* _Source text_:
In a decided and reported case in the Northern part of Nigeria, a custodial proceeding was held to be invalid on the ground that the High Court of the State lacked original jurisdiction to hear custodial maters with respect to customary marriage. It is noteworthy that a High Court of a State has unlimited powers and jurisdiction as provided in the Nigerian Constitution but where a law in a State prohibits the High Court of a state from exercising jurisdiction on some matters, the High Court may not have original jurisdiction except appellate jurisdiction. The High Court may exercise jurisdiction with respect to inquiry and appellate jurisdiction in such instance.

* _Records supplied_:
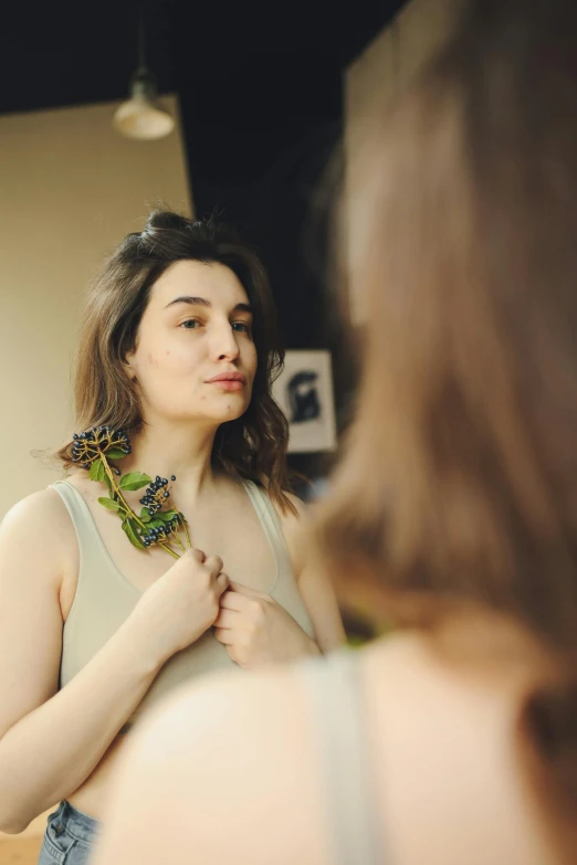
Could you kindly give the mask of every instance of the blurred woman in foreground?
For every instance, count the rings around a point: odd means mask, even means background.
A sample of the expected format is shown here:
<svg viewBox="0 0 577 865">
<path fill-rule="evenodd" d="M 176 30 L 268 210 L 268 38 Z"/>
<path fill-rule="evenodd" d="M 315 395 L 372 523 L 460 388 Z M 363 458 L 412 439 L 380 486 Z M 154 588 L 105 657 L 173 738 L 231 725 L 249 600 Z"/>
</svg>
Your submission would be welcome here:
<svg viewBox="0 0 577 865">
<path fill-rule="evenodd" d="M 575 3 L 470 3 L 365 167 L 365 377 L 318 535 L 396 631 L 181 690 L 95 865 L 577 862 Z"/>
</svg>

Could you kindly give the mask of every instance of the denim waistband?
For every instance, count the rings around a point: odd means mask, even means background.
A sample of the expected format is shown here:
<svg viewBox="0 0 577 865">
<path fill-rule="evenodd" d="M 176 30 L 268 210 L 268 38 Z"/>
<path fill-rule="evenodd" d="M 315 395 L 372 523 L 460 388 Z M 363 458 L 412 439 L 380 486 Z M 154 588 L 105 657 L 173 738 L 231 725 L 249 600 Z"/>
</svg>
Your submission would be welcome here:
<svg viewBox="0 0 577 865">
<path fill-rule="evenodd" d="M 101 826 L 99 820 L 91 817 L 90 814 L 85 814 L 83 811 L 78 811 L 65 799 L 62 800 L 57 810 L 52 814 L 50 822 L 56 834 L 65 830 L 72 837 L 78 841 L 87 841 L 88 843 L 94 842 Z"/>
</svg>

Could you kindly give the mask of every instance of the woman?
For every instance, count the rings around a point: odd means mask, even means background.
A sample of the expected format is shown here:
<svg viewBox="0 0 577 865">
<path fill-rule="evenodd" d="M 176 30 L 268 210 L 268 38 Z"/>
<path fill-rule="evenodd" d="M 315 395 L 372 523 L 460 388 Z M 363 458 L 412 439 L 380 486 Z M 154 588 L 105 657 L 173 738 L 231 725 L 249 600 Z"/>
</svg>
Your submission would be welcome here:
<svg viewBox="0 0 577 865">
<path fill-rule="evenodd" d="M 396 631 L 180 692 L 94 865 L 577 862 L 577 11 L 468 10 L 353 202 L 364 382 L 319 534 Z"/>
<path fill-rule="evenodd" d="M 294 546 L 281 362 L 263 266 L 223 226 L 153 213 L 90 291 L 76 430 L 129 434 L 111 464 L 157 477 L 193 548 L 172 563 L 167 545 L 128 542 L 73 458 L 82 439 L 60 451 L 66 481 L 6 518 L 0 827 L 61 801 L 42 863 L 63 846 L 85 861 L 124 734 L 165 693 L 343 642 L 333 590 Z M 127 507 L 140 514 L 149 490 L 125 489 Z"/>
</svg>

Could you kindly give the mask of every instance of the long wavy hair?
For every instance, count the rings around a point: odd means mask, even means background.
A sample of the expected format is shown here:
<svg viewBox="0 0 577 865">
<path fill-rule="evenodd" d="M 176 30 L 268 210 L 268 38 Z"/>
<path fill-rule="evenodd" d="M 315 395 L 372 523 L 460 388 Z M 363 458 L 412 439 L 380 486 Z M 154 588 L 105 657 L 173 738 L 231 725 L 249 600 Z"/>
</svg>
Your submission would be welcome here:
<svg viewBox="0 0 577 865">
<path fill-rule="evenodd" d="M 285 495 L 291 488 L 288 425 L 271 393 L 284 350 L 269 277 L 238 233 L 212 219 L 191 221 L 170 211 L 154 211 L 144 231 L 128 234 L 88 286 L 75 367 L 75 430 L 101 424 L 128 433 L 141 429 L 138 388 L 126 376 L 124 360 L 135 348 L 154 283 L 174 262 L 186 260 L 230 267 L 254 313 L 259 363 L 252 399 L 242 416 L 219 426 L 213 463 L 231 475 L 265 485 L 281 509 L 292 509 Z M 56 456 L 71 467 L 72 441 Z"/>
<path fill-rule="evenodd" d="M 577 862 L 577 3 L 464 6 L 348 190 L 364 376 L 318 532 L 398 626 L 539 646 L 520 724 Z"/>
</svg>

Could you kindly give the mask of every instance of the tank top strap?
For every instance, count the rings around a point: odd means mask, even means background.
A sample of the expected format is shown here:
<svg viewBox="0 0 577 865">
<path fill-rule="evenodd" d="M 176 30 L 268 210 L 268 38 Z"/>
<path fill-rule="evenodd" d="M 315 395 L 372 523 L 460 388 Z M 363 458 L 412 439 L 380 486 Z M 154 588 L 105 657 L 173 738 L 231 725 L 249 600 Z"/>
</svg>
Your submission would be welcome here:
<svg viewBox="0 0 577 865">
<path fill-rule="evenodd" d="M 67 481 L 56 481 L 50 486 L 60 495 L 70 514 L 78 540 L 81 562 L 88 552 L 91 560 L 95 561 L 95 556 L 103 555 L 103 544 L 86 502 Z"/>
<path fill-rule="evenodd" d="M 288 570 L 292 571 L 291 556 L 284 539 L 283 527 L 273 503 L 264 489 L 258 486 L 253 481 L 243 479 L 242 484 L 261 520 L 266 539 L 274 550 L 279 571 L 281 568 L 288 568 Z"/>
<path fill-rule="evenodd" d="M 295 667 L 313 706 L 333 865 L 384 865 L 371 755 L 363 721 L 360 664 L 346 648 Z"/>
</svg>

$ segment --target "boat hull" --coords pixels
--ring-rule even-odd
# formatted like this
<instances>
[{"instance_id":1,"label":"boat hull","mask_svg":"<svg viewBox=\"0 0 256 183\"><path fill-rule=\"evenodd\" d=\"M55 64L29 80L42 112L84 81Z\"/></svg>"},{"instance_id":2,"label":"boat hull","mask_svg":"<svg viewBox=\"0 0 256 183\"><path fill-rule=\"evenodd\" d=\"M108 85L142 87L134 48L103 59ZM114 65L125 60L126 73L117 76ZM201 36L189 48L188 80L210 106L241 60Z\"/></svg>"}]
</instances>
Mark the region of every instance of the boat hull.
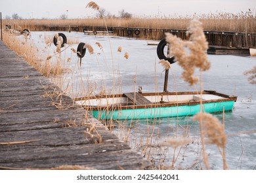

* _Problems and tasks_:
(1) Answer these from the passage on High Court jurisdiction in Nigeria:
(a) On what ground was the custodial proceeding in Northern Nigeria held invalid?
(b) What powers and jurisdiction does the Nigerian Constitution give a High Court of a State?
(c) Where a State law bars the High Court from certain matters, what jurisdiction may the High Court still exercise?
(2) Continue the passage on High Court jurisdiction over custodial matters in Nigeria, starting after its final sentence.

* _Responses to the exercise_:
(1)
(a) The High Court of the State lacked original jurisdiction to hear custodial matters with respect to customary marriage.
(b) Unlimited powers and jurisdiction.
(c) Jurisdiction with respect to inquiry, and appellate jurisdiction.

(2)
Under most systems of customary law in Nigeria, the father has the absolute right to the custody of his legitimate child/ children but the father’s absolute right will not be enforced where it would be detrimental to the child/ children’s welfare. However, this custodial right of a father over his child/ children does not obtain under statutory marriage. A father has exclusive custodial right over his child/ children of his marriage and during his separation or dissolution of a marriage under the customary law; the father has custody of the children of the marriage. This right extends beyond custody to the ownership of the children. This rule of customary law is hinged on the fact that most Nigerian communities are patrilineal (a few being matrilineal) by reason of which children belong to their father’s lineage.
For instance, the Part VIII Section 68-81 Child’s Rights Act deals with the possession and custody of children as it provides that where both parents were not married at the time of the birth of the child either of them can apply to the Court for parental responsibilities. Although, the Child’s Rights Act is not explicit as to the extent of parental responsibilities but should include provision of necessities and education, generally the welfare of the Child should be put into consideration.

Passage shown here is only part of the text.